[Begin Stored records]
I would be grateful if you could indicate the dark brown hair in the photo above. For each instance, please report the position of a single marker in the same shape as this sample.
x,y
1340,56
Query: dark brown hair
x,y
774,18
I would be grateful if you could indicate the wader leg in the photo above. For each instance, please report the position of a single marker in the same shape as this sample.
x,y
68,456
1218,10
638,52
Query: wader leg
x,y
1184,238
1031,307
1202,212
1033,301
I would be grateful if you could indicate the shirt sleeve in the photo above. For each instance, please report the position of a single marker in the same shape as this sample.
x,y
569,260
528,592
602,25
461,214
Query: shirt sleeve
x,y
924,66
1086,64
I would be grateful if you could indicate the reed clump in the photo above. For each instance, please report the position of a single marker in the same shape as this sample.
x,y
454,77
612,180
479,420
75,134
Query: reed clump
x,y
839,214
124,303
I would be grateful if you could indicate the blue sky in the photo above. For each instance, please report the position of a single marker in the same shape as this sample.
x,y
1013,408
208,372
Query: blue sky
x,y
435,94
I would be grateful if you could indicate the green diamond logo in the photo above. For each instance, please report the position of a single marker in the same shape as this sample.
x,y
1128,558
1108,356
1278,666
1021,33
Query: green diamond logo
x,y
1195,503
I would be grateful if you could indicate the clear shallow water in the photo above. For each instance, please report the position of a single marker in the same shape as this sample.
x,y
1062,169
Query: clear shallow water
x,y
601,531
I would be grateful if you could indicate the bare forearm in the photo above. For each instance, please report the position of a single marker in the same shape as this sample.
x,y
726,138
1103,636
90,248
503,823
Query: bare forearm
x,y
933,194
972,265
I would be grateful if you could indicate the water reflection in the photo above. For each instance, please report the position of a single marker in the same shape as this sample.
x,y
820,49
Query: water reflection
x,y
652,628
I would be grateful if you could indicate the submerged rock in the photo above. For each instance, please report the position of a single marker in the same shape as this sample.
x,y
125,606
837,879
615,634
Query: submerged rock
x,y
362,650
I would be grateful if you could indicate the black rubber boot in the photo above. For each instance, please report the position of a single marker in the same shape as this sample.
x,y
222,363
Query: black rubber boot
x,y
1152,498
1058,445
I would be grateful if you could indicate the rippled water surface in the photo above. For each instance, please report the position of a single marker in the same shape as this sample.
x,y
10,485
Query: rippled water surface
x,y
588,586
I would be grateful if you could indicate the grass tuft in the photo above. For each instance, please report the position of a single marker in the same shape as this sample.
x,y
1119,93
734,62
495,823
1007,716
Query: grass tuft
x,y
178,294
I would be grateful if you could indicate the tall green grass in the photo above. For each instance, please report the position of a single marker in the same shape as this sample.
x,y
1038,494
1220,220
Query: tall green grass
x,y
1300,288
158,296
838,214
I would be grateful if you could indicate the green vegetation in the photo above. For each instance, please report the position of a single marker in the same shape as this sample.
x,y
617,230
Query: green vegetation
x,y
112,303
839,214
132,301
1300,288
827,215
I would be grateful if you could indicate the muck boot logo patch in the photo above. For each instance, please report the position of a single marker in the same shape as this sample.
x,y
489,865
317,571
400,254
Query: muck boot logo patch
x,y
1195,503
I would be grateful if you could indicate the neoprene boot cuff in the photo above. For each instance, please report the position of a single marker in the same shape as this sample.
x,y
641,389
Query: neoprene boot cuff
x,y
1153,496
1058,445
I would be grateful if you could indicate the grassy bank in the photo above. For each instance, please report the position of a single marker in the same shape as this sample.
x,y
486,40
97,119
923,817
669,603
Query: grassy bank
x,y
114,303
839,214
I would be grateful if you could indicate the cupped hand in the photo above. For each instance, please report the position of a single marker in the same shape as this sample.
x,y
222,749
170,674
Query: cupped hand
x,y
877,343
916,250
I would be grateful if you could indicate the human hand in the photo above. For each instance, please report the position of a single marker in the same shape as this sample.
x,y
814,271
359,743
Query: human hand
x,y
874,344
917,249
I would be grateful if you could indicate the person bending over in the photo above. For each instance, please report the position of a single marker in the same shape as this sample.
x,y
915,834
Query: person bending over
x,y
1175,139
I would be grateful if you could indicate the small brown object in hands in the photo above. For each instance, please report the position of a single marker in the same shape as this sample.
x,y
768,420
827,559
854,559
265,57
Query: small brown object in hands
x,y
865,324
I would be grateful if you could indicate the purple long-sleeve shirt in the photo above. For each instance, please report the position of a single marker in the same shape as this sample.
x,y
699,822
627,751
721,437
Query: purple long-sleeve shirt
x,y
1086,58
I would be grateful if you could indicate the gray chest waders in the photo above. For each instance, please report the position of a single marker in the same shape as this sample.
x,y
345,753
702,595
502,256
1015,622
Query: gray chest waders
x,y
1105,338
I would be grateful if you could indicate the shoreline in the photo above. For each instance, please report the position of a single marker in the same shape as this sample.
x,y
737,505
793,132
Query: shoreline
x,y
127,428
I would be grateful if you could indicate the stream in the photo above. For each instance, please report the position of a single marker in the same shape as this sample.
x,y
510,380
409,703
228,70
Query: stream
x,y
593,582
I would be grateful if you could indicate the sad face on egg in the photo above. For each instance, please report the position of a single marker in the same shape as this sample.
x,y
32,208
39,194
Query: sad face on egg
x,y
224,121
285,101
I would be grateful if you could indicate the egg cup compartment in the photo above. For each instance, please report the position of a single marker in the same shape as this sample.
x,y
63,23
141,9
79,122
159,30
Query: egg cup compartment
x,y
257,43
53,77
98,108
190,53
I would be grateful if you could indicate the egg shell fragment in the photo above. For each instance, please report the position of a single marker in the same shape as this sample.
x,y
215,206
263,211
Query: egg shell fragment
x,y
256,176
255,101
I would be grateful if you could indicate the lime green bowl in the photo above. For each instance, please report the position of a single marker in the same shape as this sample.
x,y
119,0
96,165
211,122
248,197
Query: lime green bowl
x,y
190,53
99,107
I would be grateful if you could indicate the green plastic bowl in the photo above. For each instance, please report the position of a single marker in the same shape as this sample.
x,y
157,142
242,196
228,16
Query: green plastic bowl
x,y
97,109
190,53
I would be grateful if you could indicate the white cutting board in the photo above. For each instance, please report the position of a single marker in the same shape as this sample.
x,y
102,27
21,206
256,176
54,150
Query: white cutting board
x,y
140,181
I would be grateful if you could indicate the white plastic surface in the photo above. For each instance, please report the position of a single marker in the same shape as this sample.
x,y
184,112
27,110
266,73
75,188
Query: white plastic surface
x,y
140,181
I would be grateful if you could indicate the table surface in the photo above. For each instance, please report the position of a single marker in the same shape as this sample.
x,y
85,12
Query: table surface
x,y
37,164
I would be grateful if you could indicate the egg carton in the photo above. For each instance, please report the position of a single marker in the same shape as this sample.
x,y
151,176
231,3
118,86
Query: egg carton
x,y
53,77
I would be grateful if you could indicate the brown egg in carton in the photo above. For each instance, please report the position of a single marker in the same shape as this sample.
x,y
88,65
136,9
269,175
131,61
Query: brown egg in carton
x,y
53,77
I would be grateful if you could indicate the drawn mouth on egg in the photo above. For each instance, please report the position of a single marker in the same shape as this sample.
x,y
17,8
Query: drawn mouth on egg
[End Stored records]
Objective: Set out the complete listing exactly as shown.

Written solution:
I would be grateful if you could indicate the dark brown hair in the photo above. For each instance, please report the position of a single marker in the same shape as this sample.
x,y
1340,56
Query: dark brown hair
x,y
774,18
I would be grateful if you could indicate the wader leg in the photo above. For each instance, please report the position of a single marker in the same shape as this sample.
x,y
68,456
1218,10
638,52
Query: wader leg
x,y
1184,238
1031,307
1202,212
1033,301
I would be grateful if you could indicate the shirt sleeve in the photo above. For each instance, please report the position of a single marker in the same shape as this sample.
x,y
569,260
528,592
602,25
461,214
Query: shirt sleeve
x,y
924,66
1086,64
I would be grateful if you could indicate the reed clump in the photo above. For each instance, please report the position of a single marker in the same shape as this sample.
x,y
454,77
612,180
479,420
75,134
Query: reed clump
x,y
839,214
124,303
I would be grateful if you could indicate the blue sky in the photo above. For each instance, please report the position of a single marker in the same shape as this sample.
x,y
1013,408
208,372
Query: blue sky
x,y
435,94
I would be grateful if you could indicate the green diamond logo in the photo above. For each instance, please report the position of a single marker in the same shape as this sample.
x,y
1128,558
1108,356
1278,666
1021,33
Query: green diamond logo
x,y
1195,503
I would be grateful if you could indicate the clear shallow water in the photo above. For each instance, please report the position of a single marker in the same shape as this sample.
x,y
1062,169
Query: clear shallow water
x,y
601,531
I would be grateful if you could indicate the bare forearm in the photo above. For each instance, please report the position of a single marker in the same shape as this sample.
x,y
726,138
1103,636
90,248
503,823
Query: bare forearm
x,y
933,194
972,265
I would be grateful if you could indicate the water reflection in the photo above. For each instance, please report the position of a single marker in the same shape as this sample.
x,y
820,49
Query: water reflection
x,y
652,628
I would be grateful if you could indicate the submerged rock in the photo above. For each instance, please report the position of a single marker in the same shape as this sample.
x,y
125,606
837,879
615,634
Query: submerged rock
x,y
362,650
I would be grateful if you could indicate the black rubber boot in the photo above. For each instance, please report the position of a single marker in the same shape as this sample.
x,y
222,363
Query: black rubber boot
x,y
1152,498
1058,445
I would be grateful if you could indicate the rippled water surface in the photo above. For each instance, please report the position of a single marker in the same shape as this sample.
x,y
10,485
Query: rippled water surface
x,y
588,586
I would be grateful if you could indicate the grass tuft in the photo above. For each instance, please report the position of a single marker in the same shape as this sample.
x,y
1119,93
734,62
495,823
1007,716
Query: grass tuft
x,y
178,294
I would be grateful if you could indicate the tall green grass in the photo above. For each instance, please report the position of a single marker in the same shape as this sample.
x,y
1038,494
1220,220
Query: tall green grass
x,y
1300,288
158,296
838,214
I would be grateful if you could indicate the green vegetation in the photo above. For each instance, please report the position of a single marker in the same shape as this sample.
x,y
617,230
Query: green vegetation
x,y
112,303
839,214
132,301
1300,288
827,215
I would be grateful if you could indicate the muck boot logo patch in the photo above. For each instance, please report the position of a single marker in the same shape as this sample.
x,y
489,865
317,571
400,254
Query: muck boot logo patch
x,y
1195,503
I would be grateful if you could indicate the neoprene boot cuff in the photo above. For each instance, please report the position of a single marker in the same shape as this sample.
x,y
641,389
Query: neoprene boot cuff
x,y
1153,496
1058,445
I would be grateful if you could indicate the grassy bank in the photo above. For each instance, please report the position of a single marker in the same shape as this sample.
x,y
486,40
97,119
923,817
669,603
Query: grassy bank
x,y
114,303
839,214
I would be grateful if you could indicate the cupped hand in the photo above. For each instance, please report the position of a single marker in the same shape as this sample.
x,y
222,749
170,674
Query: cupped hand
x,y
877,343
916,250
I would be grateful if you could indicate the human hand in the photo above. For each instance, please report the position of a single marker in the same shape as this sample.
x,y
814,271
359,743
Query: human hand
x,y
874,344
917,249
I would be grateful if you could indicate the person bending over in the photo above. For each instance, please report the position of a single marker in the same shape as this sample.
x,y
915,834
Query: person bending over
x,y
1175,139
I would be grateful if you could indicate the small brown object in hands in the photo above. For each instance, please report the position of a single marker in the same shape as this sample.
x,y
768,420
827,559
854,559
265,57
Query: small brown object in hands
x,y
865,324
I would be grateful if you could indicate the purple long-sleeve shirt in the photo above. For each instance, please report the position of a single marker in the same shape as this sample.
x,y
699,822
627,751
721,437
Query: purple long-sleeve shirt
x,y
1086,58
I would be grateful if you could indicate the gray chest waders in the photo above. For each instance, please report the position of a single marker in the same shape as this sample.
x,y
345,753
702,595
502,256
1015,622
Query: gray chest waders
x,y
1105,338
I would be grateful if you could indicate the shoreline in the photo above. For each instance, please report the position of a single marker in the same shape as this sample.
x,y
737,505
793,132
Query: shoreline
x,y
127,428
I would be grateful if you could indicate the stream in the photo above. For each instance, please report the position of a single marker in the same shape as this sample.
x,y
510,380
409,703
228,70
Query: stream
x,y
593,582
I would be grateful if you could indicate the sad face on egg in the photo above. For each instance, please report the position of a single marker in the same shape as this sample.
x,y
32,208
39,194
Query: sad face on egg
x,y
224,121
285,101
I would be grateful if you could indicate the egg cup compartment in the photo above. For each instance, please report the position of a single marker in the same shape as this sample.
x,y
63,23
141,9
79,122
159,30
Query: egg cup compartment
x,y
257,43
53,77
98,108
190,53
I would be grateful if you could indicate the egg shell fragment in the photo above. For each instance, please report the position of a single marker in the same shape as this sample.
x,y
215,206
263,211
Query: egg shell fragment
x,y
256,176
255,101
I would be grateful if you could indicate the lime green bowl in the photo above. For each instance, please report the position of a single marker in the same shape as this sample.
x,y
119,0
96,165
211,122
248,197
Query: lime green bowl
x,y
190,53
99,107
I would be grateful if you could indicate the green plastic bowl in the photo above. For each instance, please report the position of a single marker in the same shape as this sample.
x,y
157,142
242,196
228,16
Query: green plastic bowl
x,y
97,109
190,53
I would be grateful if you could indicate the white cutting board in the photo above. For each instance, please report the position of a single marker in the same shape as this sample.
x,y
102,27
21,206
256,176
54,150
Query: white cutting board
x,y
140,181
I would be grateful if you could indicate the white plastic surface in the photo above. For each instance, please report the position of a single marker in the same shape as this sample.
x,y
184,112
27,110
266,73
75,188
Query: white plastic surface
x,y
140,181
I would be grateful if you could indicate the table surface in the photo above. For each instance, please report the position of a single marker in the same shape as this sample.
x,y
85,12
Query: table surface
x,y
37,164
I would be grateful if you could indicate the egg carton in the photo above. For each instance, please report the position of a single marker in the same shape as this sample.
x,y
151,176
231,3
118,86
Query: egg carton
x,y
53,77
I would be grateful if you could indicate the brown egg in carton in the photo above. For each instance, please report the position of a single marker in the same shape as this sample.
x,y
88,65
136,9
269,175
131,61
Query: brown egg in carton
x,y
53,77
I would be grateful if you could indicate the drawn mouth on egg in the photo above. For each instance, please report the position of a single marker in the same shape as this sample.
x,y
17,8
Query: drawn mouth on egg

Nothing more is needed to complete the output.